=== Article ===
□ □ □ □ □ □ □
STAFF NEWS & ANALYSIS
Elite Scarcity Memes Failing?
By Staff News & Analysis - November 19, 2010

Global food prices may be even higher next year, new UN report says … Global food import bills may pass the $1 trillion mark in 2010, a level not seen since food prices peaked in 2008, says a new United Nations report, which warns that harder times could be ahead without a major increase in food production next year, the UN News Service reported on November 17 2010. According to the latest edition of the Food Outlook report, released by the UN Food and Agriculture Organization, food import bills for the world's poorest countries are predicted to rise 11 per cent in 2010 and by 20 per cent for low-income food-deficit countries. "With the pressure on world prices of most commodities not abating, the international community must remain vigilant against further supply shocks in 2011 and be prepared," the Rome-based agency said, quoted by the UN News Service. – UK Telegraph

Dominant Social Theme: Starvation is upon us. Wait, maybe not.

Free-Market Analysis: Food prices are going up; everywhere we read about it. When we Googled "high food prices" recently we received 100 MILLION hits. Now there's a dominant social theme for you. The UN especially (talk about predictable culprits) has been flogging this latest power elite promotion; but what is interesting is that the causes remain somewhat mysterious. Was it supposed to be this way?
□ □ □ □ □ □ □
=== Supplied data ===
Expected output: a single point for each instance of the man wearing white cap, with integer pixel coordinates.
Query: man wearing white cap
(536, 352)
□ □ □ □ □ □ □
=== Goal of the exercise ===
Transcribe the passage from the food-prices article above, starting at "Dominant Social Theme: Starvation" and ending at "be this way?".

=== Task solution ===
Dominant Social Theme: Starvation is upon us. Wait, maybe not.

Free-Market Analysis: Food prices are going up; everywhere we read about it. When we Googled "high food prices" recently we received 100 MILLION hits. Now there's a dominant social theme for you. The UN especially (talk about predictable culprits) has been flogging this latest power elite promotion; but what is interesting is that the causes remain somewhat mysterious. Was it supposed to be this way?